> **PROBLEM TO SOLVE**
Reproduce each of the rows below character for character, without changes.
### INFORMATION SHOWN ###
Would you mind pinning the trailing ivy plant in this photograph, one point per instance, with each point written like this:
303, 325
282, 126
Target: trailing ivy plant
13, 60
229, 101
###
> **FULL ANSWER**
Would you mind pinning the trailing ivy plant in this photograph, one point per instance, with each point written like this:
303, 325
282, 126
Target: trailing ivy plant
13, 60
229, 101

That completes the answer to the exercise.